++++ TEXT PASSAGE

More than her play’s messiness, Ruhl loves to talk about transformation-her own and the kind that takes place in her plays. Growing up, she saw herself more as a writer than as a playwright, although she went to her mother’s rehearsals and “a lot of theatre at the Goodman.” She remembers A Christmas Carol and Mary Zimmerman. She also took theatre classes at Piven. “She began as an actress,” says Joyce Piven, recalling her former student, “but she was not suited for that role.”
After graduating from New Trier High School, Ruhl attended Brown University, where she studied English literature. While a senior, she asked Paula Vogel, a professor and the author of the 1998 Pulitzer-winning play How I Learned to Drive, to advise her thesis, which was about representations of actors in 19th-century literature.
As Ruhl recalls, Vogel declined, but said, “If you write a play, I’ll advise that.” Ruhl took those words as a challenge and wrote what would eventually become Passion Play-a trilogy of dramas about religion and society.

++++++++
++++ ENTRIES SHOWN

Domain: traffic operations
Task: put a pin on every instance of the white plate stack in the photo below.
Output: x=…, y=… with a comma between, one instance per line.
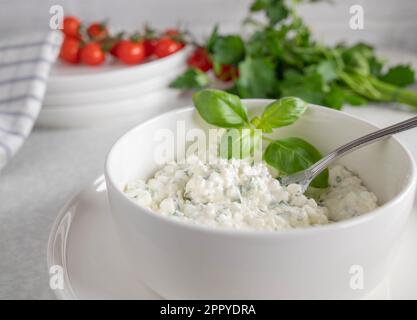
x=82, y=96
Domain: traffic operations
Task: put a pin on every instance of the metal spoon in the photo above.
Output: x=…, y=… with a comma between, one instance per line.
x=305, y=177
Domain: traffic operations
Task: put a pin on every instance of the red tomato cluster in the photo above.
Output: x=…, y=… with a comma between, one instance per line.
x=90, y=45
x=200, y=59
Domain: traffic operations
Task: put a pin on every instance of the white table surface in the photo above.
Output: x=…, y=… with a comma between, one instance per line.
x=53, y=166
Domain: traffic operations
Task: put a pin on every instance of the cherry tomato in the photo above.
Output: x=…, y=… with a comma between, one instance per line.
x=199, y=59
x=72, y=27
x=97, y=31
x=70, y=50
x=227, y=73
x=114, y=48
x=92, y=54
x=150, y=45
x=131, y=52
x=167, y=46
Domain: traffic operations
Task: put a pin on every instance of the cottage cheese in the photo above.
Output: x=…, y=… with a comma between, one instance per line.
x=237, y=194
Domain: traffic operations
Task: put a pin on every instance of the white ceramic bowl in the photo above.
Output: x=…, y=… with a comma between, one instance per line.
x=180, y=260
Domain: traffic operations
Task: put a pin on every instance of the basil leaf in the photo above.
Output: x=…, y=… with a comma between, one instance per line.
x=292, y=155
x=282, y=112
x=190, y=79
x=221, y=109
x=239, y=143
x=228, y=50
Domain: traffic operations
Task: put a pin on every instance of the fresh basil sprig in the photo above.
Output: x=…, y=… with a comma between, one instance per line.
x=239, y=143
x=281, y=113
x=288, y=155
x=221, y=109
x=292, y=155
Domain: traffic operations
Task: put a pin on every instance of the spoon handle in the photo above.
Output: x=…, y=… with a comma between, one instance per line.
x=361, y=142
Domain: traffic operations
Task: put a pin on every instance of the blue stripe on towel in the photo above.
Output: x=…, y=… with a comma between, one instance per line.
x=22, y=97
x=17, y=114
x=28, y=78
x=6, y=149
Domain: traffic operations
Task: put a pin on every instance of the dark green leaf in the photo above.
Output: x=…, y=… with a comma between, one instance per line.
x=212, y=39
x=292, y=155
x=228, y=50
x=266, y=43
x=328, y=70
x=282, y=112
x=310, y=87
x=239, y=143
x=220, y=108
x=256, y=78
x=191, y=79
x=335, y=98
x=276, y=11
x=401, y=75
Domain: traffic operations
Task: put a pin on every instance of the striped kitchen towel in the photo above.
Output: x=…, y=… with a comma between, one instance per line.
x=25, y=62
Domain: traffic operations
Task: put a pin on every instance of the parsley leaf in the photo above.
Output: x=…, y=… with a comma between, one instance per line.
x=401, y=75
x=228, y=50
x=256, y=78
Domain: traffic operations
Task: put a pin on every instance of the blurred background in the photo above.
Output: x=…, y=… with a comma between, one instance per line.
x=54, y=165
x=387, y=23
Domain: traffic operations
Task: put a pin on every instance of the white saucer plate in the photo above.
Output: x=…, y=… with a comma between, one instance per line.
x=129, y=110
x=134, y=90
x=84, y=243
x=66, y=78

++++++++

## [TASKS TO CARRY OUT]
A – Which people does the text about Ruhl name?
B – Does the text about Ruhl agree with each statement? (i) Ruhl studied English literature at Brown University. (ii) Vogel agreed to advise Ruhl's thesis on representations of actors in 19th-century literature. (iii) Joyce Piven says Ruhl was well suited to acting.
Rely only on the text about Ruhl when answering.

## [OUTPUTS FOR THE TASKS]
A – Ruhl, Mary Zimmerman, Joyce Piven, Paula Vogel

B –
(i) Yes: "Ruhl attended Brown University, where she studied English literature."
(ii) No: "As Ruhl recalls, Vogel declined"
(iii) No: "but she was not suited for that role."